Directions for this task:
Print the entries below again exactly as they stand, but skip any picture.

Saved data entries:
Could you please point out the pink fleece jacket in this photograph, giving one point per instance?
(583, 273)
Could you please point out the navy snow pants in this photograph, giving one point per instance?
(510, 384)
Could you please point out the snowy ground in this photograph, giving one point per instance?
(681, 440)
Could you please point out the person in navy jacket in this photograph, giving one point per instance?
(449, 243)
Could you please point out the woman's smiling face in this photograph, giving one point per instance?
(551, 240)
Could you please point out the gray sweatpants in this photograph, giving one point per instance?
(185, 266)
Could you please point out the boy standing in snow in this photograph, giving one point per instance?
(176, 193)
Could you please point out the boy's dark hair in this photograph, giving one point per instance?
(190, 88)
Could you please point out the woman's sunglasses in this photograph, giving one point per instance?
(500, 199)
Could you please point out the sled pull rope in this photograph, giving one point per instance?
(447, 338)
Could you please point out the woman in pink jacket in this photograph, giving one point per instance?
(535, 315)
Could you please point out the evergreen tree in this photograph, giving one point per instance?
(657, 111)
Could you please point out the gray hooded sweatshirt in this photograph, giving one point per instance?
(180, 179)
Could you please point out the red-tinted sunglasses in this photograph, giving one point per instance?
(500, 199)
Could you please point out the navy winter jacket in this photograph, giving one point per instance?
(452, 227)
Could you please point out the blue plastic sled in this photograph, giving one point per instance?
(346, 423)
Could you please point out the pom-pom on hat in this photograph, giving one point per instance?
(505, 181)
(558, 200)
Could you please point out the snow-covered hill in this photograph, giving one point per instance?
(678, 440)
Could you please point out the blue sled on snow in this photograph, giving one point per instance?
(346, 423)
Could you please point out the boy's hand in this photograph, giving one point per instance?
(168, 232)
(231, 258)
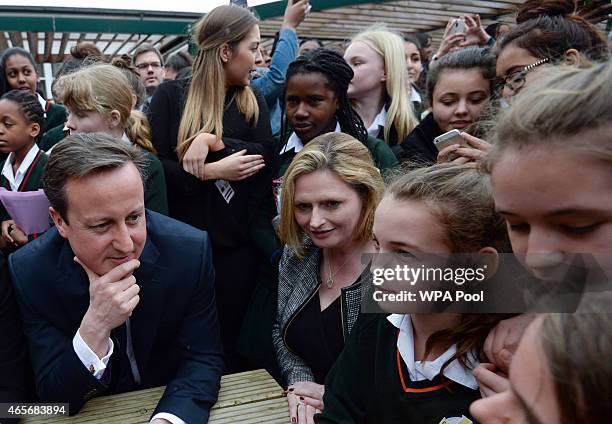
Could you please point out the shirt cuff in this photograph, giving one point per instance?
(170, 417)
(88, 357)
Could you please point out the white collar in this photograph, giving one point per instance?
(15, 180)
(415, 96)
(427, 370)
(294, 142)
(379, 121)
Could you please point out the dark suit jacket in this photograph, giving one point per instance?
(174, 327)
(13, 355)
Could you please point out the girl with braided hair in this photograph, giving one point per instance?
(21, 73)
(21, 122)
(316, 102)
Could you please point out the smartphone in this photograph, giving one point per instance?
(458, 26)
(448, 139)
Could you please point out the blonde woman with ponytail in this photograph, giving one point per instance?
(99, 98)
(215, 128)
(380, 89)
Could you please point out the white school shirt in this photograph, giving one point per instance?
(16, 179)
(427, 370)
(379, 121)
(294, 142)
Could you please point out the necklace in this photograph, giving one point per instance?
(329, 282)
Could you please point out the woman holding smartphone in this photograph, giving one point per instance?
(459, 89)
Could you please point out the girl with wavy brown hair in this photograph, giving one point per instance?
(418, 367)
(548, 32)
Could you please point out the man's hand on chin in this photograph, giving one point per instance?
(112, 298)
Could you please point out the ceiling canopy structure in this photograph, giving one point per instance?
(49, 32)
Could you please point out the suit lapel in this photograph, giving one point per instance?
(72, 285)
(145, 318)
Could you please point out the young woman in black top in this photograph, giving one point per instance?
(550, 179)
(418, 367)
(329, 195)
(219, 191)
(459, 88)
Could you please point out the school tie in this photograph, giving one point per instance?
(130, 352)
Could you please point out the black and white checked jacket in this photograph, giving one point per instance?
(298, 279)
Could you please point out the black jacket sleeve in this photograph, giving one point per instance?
(13, 355)
(195, 386)
(346, 388)
(165, 117)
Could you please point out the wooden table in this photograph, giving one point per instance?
(247, 397)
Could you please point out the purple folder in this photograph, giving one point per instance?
(29, 209)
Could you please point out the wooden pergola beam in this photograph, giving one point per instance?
(110, 42)
(48, 46)
(63, 43)
(127, 40)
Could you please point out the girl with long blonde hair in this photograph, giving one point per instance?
(380, 88)
(213, 134)
(99, 98)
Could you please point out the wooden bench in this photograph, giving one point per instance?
(248, 397)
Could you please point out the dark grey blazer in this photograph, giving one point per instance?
(298, 280)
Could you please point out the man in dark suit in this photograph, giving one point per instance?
(116, 298)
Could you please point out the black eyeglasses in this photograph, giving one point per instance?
(516, 80)
(145, 65)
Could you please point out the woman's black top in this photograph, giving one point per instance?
(200, 203)
(316, 336)
(419, 147)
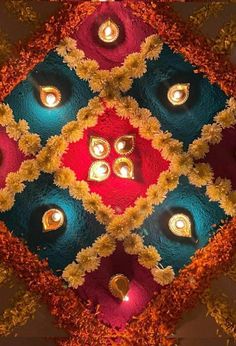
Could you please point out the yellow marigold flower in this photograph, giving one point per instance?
(88, 260)
(87, 68)
(92, 202)
(48, 161)
(6, 115)
(72, 131)
(163, 276)
(152, 47)
(156, 194)
(119, 228)
(168, 181)
(144, 206)
(182, 163)
(140, 117)
(96, 105)
(228, 203)
(30, 143)
(29, 170)
(201, 174)
(73, 58)
(64, 177)
(121, 79)
(198, 149)
(212, 133)
(174, 147)
(79, 189)
(57, 145)
(128, 105)
(87, 118)
(6, 200)
(14, 183)
(74, 275)
(218, 189)
(135, 65)
(148, 257)
(99, 80)
(105, 245)
(16, 130)
(104, 214)
(149, 128)
(133, 244)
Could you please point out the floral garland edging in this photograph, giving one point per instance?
(29, 144)
(219, 308)
(163, 313)
(58, 27)
(202, 174)
(118, 227)
(63, 303)
(109, 83)
(180, 37)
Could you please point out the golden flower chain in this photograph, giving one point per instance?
(118, 228)
(109, 84)
(218, 190)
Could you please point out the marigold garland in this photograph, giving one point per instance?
(59, 26)
(119, 227)
(222, 310)
(180, 37)
(200, 16)
(219, 190)
(23, 307)
(22, 10)
(155, 323)
(109, 83)
(226, 38)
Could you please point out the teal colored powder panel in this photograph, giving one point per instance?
(60, 246)
(177, 251)
(26, 104)
(184, 122)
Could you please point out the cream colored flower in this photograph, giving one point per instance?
(64, 177)
(73, 275)
(88, 260)
(133, 244)
(148, 257)
(163, 276)
(105, 245)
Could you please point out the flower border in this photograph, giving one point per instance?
(157, 321)
(217, 189)
(195, 47)
(118, 227)
(59, 26)
(109, 83)
(29, 144)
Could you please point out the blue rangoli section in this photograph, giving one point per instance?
(177, 251)
(61, 246)
(26, 104)
(184, 122)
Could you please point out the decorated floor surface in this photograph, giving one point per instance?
(118, 172)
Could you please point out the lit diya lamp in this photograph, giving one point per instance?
(124, 145)
(178, 94)
(108, 31)
(99, 171)
(50, 96)
(124, 168)
(119, 286)
(52, 220)
(99, 148)
(180, 225)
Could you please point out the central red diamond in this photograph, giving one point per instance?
(117, 192)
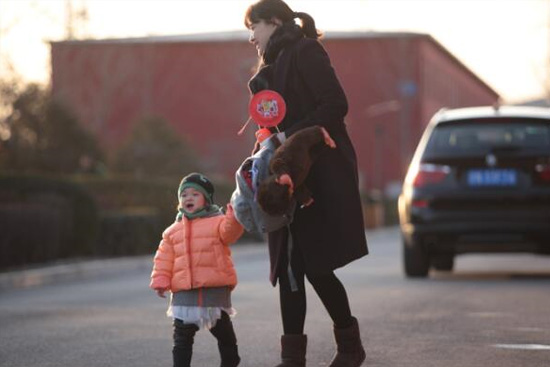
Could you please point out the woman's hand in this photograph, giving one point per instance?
(160, 292)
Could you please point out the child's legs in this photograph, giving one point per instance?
(184, 336)
(227, 341)
(223, 331)
(334, 297)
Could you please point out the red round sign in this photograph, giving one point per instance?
(267, 108)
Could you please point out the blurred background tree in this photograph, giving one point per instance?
(154, 149)
(40, 134)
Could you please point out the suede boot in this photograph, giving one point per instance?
(229, 355)
(350, 352)
(293, 350)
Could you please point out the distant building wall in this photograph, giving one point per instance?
(394, 83)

Final answer:
Could you please point out the pink fleece jacket in this photograph, giving one point per instance?
(583, 273)
Could you please point out the navy snow pants in this photograph, giving one point per instance?
(510, 384)
Could you please point out the snowy ground in this photograph, giving one point per instance?
(681, 440)
Could you please point out the person in navy jacket in this photograph, giving one point per instance?
(449, 243)
Could you please point out the woman's smiling face in this photograph, giving one point per instance?
(551, 240)
Could you please point out the gray sweatpants in this photograph, giving one point per instance?
(185, 266)
Could you please point out the boy standing in snow in this photograph, giving one point per instance?
(176, 193)
Could you please point out the boy's dark hair in this photograph, giving one point per instance?
(190, 88)
Could you please point out the woman's sunglasses in this photograph, giving one point per instance?
(500, 199)
Could you please point out the sled pull rope in this photograph, giving one point per instance?
(447, 338)
Could you please point out the woman in pink jacket in this photograph, giving one point per instance?
(535, 315)
Could you please point out the evergreen tree in this photograph, giving one point per instance?
(657, 111)
Could you please point out the gray hooded sweatshirt in this photograph, giving one point per instance?
(180, 179)
Could you please point out the red-tinted sunglasses in this photograph, giving one point per instance?
(500, 199)
Could you please point out the navy winter jacket in this photograph, giving one point per instance?
(452, 227)
Could you please point out the blue plastic sled in this photograph, giving one point per instance?
(346, 423)
Could you please point out the pom-pom on hat in this photograph, giving one point per instance?
(505, 181)
(558, 200)
Could you please point out the snow-covered hill in this photograph, giving one point per instance?
(678, 440)
Could you please point out the blue sled on snow in this photograph, giving one point per instance?
(346, 423)
Could you please point out the boy's hand in this photograph, giving one point per instance?
(168, 232)
(231, 258)
Could you please point out the shirt cuff in this photograph, giving one point per instance?
(170, 417)
(88, 357)
Could you please point out the white collar in this photograph, giving one point per instance?
(15, 180)
(415, 96)
(427, 370)
(294, 142)
(379, 121)
Could you please point out the dark suit jacket in this photograph, giving one point per instance?
(174, 327)
(13, 355)
Could you please point out the girl with braided hair in this photograph, giving one point per instance?
(21, 73)
(21, 122)
(316, 102)
Could you please point out the smartphone in this photograph, giving one point per instance?
(458, 26)
(448, 139)
Could you please point out the blonde woman with ponytail in this photograph, giving one point per instance?
(99, 98)
(215, 128)
(380, 89)
Could you please point out the white school shirt in this photograph, giving one point per instance?
(16, 179)
(427, 370)
(379, 121)
(294, 142)
Could you please point out the necklace in this photograph, giving one point per instance?
(329, 282)
Could you please point out the woman holding smartphone in this photograph, giving one point per instance?
(459, 89)
Could you please point out the girl with wavy brown hair in this photograph, giving one point per instance?
(418, 367)
(548, 32)
Could you please point out the man's hand on chin in this photograph, giving one point per instance?
(112, 298)
Could you please point out the ceiling canopy structure in this photograph, giving one point per instance?
(49, 32)
Could you please point out the suit lapel in this photograph, giving one point per instance?
(72, 285)
(145, 318)
Could you please point out the young woman in black top in this photograph, giving one point per instance?
(550, 179)
(418, 367)
(329, 195)
(219, 191)
(459, 88)
Could you please point out the school tie in this photograph, giving one point per instance?
(130, 352)
Could you please point out the black and white checked jacket in this photograph, giving one point per instance?
(298, 279)
Could you please point out the black jacket sleeve in this photograph, giving one point per instance?
(13, 355)
(195, 386)
(346, 388)
(165, 117)
Could you please point out the wooden table in this photograph, giving one point per instance?
(247, 397)
Could you please point out the purple folder in this photograph, giving one point per instance?
(29, 209)
Could you please point out the wooden pergola beam in this photograph, giving one point per instance?
(110, 42)
(48, 46)
(63, 43)
(127, 40)
Could you please point out the girl with long blonde hair in this photograph, giving one point per instance?
(380, 88)
(213, 134)
(99, 98)
Could you please point out the wooden bench in this photograph, giving one point per instance?
(248, 397)
Could you please point out the dark grey blazer in this photograph, giving one point per instance?
(298, 280)
Could you please point out the man in dark suit in this photograph, giving one point per instance?
(116, 298)
Could you please point out the black eyeglasses in this photograph, giving one point per instance?
(516, 80)
(145, 65)
Could you please point out the woman's black top in this photograph, giving one point per instance?
(200, 203)
(316, 336)
(419, 147)
Could you please point out the yellow marigold flower in this photograph, giving one point per instance?
(88, 260)
(87, 68)
(92, 202)
(48, 161)
(6, 115)
(72, 131)
(163, 276)
(152, 47)
(156, 194)
(119, 228)
(168, 181)
(144, 206)
(182, 163)
(140, 117)
(96, 105)
(228, 203)
(30, 143)
(29, 170)
(201, 174)
(73, 58)
(64, 177)
(121, 79)
(198, 149)
(212, 133)
(174, 147)
(79, 189)
(57, 145)
(128, 105)
(87, 118)
(6, 200)
(14, 183)
(74, 275)
(218, 189)
(135, 65)
(148, 257)
(99, 80)
(105, 245)
(16, 130)
(104, 214)
(149, 128)
(133, 244)
Could you please point out the floral garland edging in this photograph, giving one point per instance?
(29, 144)
(219, 308)
(163, 313)
(58, 27)
(202, 174)
(118, 227)
(63, 303)
(109, 83)
(180, 37)
Could you please point out the golden flower chain in this photograph, giving one point per instance?
(118, 228)
(109, 84)
(218, 190)
Could you please point out the marigold garland in this photograph, giving one point per instance?
(59, 26)
(119, 227)
(222, 310)
(180, 37)
(200, 16)
(219, 190)
(23, 307)
(22, 10)
(155, 323)
(109, 83)
(226, 38)
Could you please point out the teal colored powder panel in this photograph, giving one point per instance?
(60, 246)
(177, 251)
(26, 104)
(184, 122)
Could you please point out the cream colored flower in this photograph, giving one point per instance?
(64, 177)
(73, 275)
(88, 260)
(133, 244)
(148, 257)
(163, 276)
(105, 245)
Could you please point out the flower border in this photograph, giving one point per instance?
(157, 321)
(217, 189)
(195, 47)
(118, 227)
(59, 26)
(109, 83)
(29, 144)
Could you please point out the blue rangoli section in this photograph, giving one point per instance?
(177, 251)
(61, 246)
(26, 104)
(184, 122)
Could you please point out the decorated floor surface in this photograph, giving one point per instance?
(118, 172)
Could you please point out the lit diya lamp in this photograph, giving one point per instance?
(124, 145)
(178, 94)
(108, 31)
(99, 171)
(50, 96)
(124, 168)
(119, 286)
(52, 220)
(99, 148)
(180, 225)
Could you please point out the central red diamond in this photograph, giving one point per instance?
(117, 192)
Could you please point out the woman's hand in this photograph, giving one point per instance?
(160, 292)
Could you please point out the child's legs in this photograph, giving one point per instance?
(184, 336)
(227, 341)
(223, 331)
(334, 297)
Could you please point out the red round sign in this photograph, giving one point per instance?
(267, 108)
Could you please point out the blurred background tree in this photograph, giving one point per instance?
(154, 149)
(40, 134)
Could you please point out the suede boot in this photograph, giving one point per instance?
(229, 355)
(350, 352)
(293, 350)
Could you please point out the distant building wall in this photograph, giving one point per instance?
(394, 83)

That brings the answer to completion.